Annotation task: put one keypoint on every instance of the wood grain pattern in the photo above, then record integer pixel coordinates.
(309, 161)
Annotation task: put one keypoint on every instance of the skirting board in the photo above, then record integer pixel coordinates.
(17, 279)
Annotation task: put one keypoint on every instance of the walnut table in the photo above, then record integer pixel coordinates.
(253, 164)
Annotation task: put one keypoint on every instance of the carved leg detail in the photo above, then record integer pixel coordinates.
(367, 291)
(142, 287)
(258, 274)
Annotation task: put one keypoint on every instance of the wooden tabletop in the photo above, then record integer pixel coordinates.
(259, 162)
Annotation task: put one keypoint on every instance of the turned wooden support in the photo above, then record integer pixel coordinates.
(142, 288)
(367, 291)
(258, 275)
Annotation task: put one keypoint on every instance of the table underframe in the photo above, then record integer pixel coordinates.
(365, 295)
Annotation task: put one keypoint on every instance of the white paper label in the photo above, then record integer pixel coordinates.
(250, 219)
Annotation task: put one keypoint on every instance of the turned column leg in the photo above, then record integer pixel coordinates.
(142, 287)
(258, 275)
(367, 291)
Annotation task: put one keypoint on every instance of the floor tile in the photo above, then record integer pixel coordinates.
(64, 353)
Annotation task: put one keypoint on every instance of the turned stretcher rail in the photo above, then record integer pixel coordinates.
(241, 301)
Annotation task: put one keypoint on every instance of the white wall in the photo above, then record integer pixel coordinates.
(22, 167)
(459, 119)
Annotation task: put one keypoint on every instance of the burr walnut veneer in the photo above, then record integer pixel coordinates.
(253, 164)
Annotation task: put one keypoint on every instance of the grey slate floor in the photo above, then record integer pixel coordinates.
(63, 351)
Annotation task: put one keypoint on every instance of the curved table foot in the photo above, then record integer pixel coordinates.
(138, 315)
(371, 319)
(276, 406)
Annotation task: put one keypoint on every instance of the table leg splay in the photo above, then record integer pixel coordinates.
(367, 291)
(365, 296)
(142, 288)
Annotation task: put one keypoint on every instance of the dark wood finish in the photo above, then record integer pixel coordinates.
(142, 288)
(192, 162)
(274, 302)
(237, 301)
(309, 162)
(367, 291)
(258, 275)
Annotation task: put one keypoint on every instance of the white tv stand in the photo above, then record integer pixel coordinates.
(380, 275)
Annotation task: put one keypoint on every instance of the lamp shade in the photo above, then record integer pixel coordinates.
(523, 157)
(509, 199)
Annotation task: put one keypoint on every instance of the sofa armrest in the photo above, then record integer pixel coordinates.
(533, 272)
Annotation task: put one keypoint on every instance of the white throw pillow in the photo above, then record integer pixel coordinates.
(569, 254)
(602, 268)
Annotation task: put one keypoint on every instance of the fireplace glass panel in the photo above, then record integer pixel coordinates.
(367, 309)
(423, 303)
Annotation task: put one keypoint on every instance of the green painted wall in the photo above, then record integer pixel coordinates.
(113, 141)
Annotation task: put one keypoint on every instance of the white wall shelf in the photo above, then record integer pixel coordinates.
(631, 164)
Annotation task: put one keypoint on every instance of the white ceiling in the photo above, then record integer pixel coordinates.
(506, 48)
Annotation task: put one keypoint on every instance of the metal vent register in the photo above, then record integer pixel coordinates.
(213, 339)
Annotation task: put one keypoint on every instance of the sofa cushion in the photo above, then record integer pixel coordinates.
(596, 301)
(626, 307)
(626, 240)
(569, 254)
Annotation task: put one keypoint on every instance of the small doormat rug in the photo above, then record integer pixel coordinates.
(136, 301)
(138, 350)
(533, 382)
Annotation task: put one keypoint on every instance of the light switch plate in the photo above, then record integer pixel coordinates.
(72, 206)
--------
**Task objective**
Every line above should be retyped exactly as given.

**Answer in full**
Annotation task: put one keypoint on every instance of the wood grain pattern in the photo above, then record integer pixel coordinates.
(309, 161)
Annotation task: put one keypoint on every instance of the skirting board in the photo above, then record integer pixel coordinates.
(17, 279)
Annotation task: put one keypoint on every instance of the walnut table in the photo above, then record integer pixel coordinates.
(253, 164)
Annotation task: put one keypoint on every instance of the carved leg detail in the photo above, then record integer pixel coordinates.
(367, 291)
(142, 287)
(258, 274)
Annotation task: put one keypoint on every instance of the wooden tabletop in the photo above, then record integer pixel coordinates.
(259, 162)
Annotation task: put one keypoint on every instance of the turned wooden support in the photo above, then record integer pixel coordinates.
(142, 288)
(367, 291)
(258, 275)
Annotation task: put one keypoint on every instance of the table underframe in the photo above, then record integer pixel coordinates.
(365, 295)
Annotation task: put one keypoint on every instance of the white paper label in the photo above, then record integer pixel coordinates.
(250, 219)
Annotation task: put one keypoint on every instance of the turned column leg in the photo above, then record integer pixel coordinates.
(142, 287)
(258, 275)
(367, 291)
Annotation task: put one keypoint on every instance of the floor tile in the photo above, then record integer pixel coordinates.
(64, 353)
Annotation task: put one keypoint on every instance of the turned stretcher rail in the photo above, then record integer pixel coordinates.
(241, 301)
Annotation task: put one keypoint on every instance of the white wall in the photo above, then record integer pixel coordinates.
(22, 167)
(459, 119)
Annotation task: put one keypoint on every instance of the burr walnut veneer in the photo above, then record integer pixel coordinates.
(253, 164)
Annotation task: put one keypoint on every instance of the grey slate floor in the photo above, then record integer pixel coordinates.
(63, 351)
Annotation task: put one keypoint on every instance of the curved table foot in the photo above, then record integer pixel coordinates.
(138, 315)
(371, 319)
(276, 406)
Annotation task: put one keypoint on every instance of the table leg splay in the photo above, then record integer pixel coordinates.
(367, 291)
(365, 296)
(142, 288)
Annotation task: put one keypoint on every instance of the dark wood finish in the photo above, then record integer pixel coordinates.
(142, 288)
(192, 162)
(274, 302)
(237, 301)
(309, 162)
(367, 291)
(258, 275)
Annotation task: put one keypoint on every instance of the white tv stand in the photo above, then record integer pixel coordinates.
(380, 275)
Annotation task: put one keypoint on every instance of the lamp shade in the photo above, then record integer pixel coordinates.
(523, 157)
(509, 199)
Annotation task: put one keypoint on every instance of the sofa armrest in the photo above, then record integer pixel coordinates.
(533, 272)
Annotation task: put one keypoint on every instance of the white throw pillow in the photo above, then record integer pixel coordinates.
(569, 254)
(602, 268)
Annotation task: put one keypoint on every instance of the fireplace glass panel in the photo above, then record integer pixel coordinates.
(367, 309)
(423, 303)
Annotation task: put one keypoint on every instance of the green painted wall in the photo above, then record integer pixel coordinates.
(113, 141)
Annotation task: put one keypoint on every instance of the white wall shelf in the photo above, then record integer pixel coordinates.
(631, 164)
Annotation task: put one keypoint on every instance of the white ceiling in the photo above, then record integer pixel coordinates.
(506, 48)
Annotation task: put one keypoint on every instance of the metal vent register in the photo above, then record integer pixel coordinates.
(213, 339)
Annotation task: put one keypoint on every instance of the sofa cushion in the photo above, then record integer pixel coordinates.
(596, 301)
(626, 307)
(626, 240)
(569, 254)
Annotation task: put one keypoint on every instance of the small doormat rug in the photo above, then record integer pixel coordinates.
(136, 301)
(138, 350)
(533, 382)
Annotation task: put one keypoint on every instance of the light switch plate in the photo above, then record integer pixel coordinates.
(72, 206)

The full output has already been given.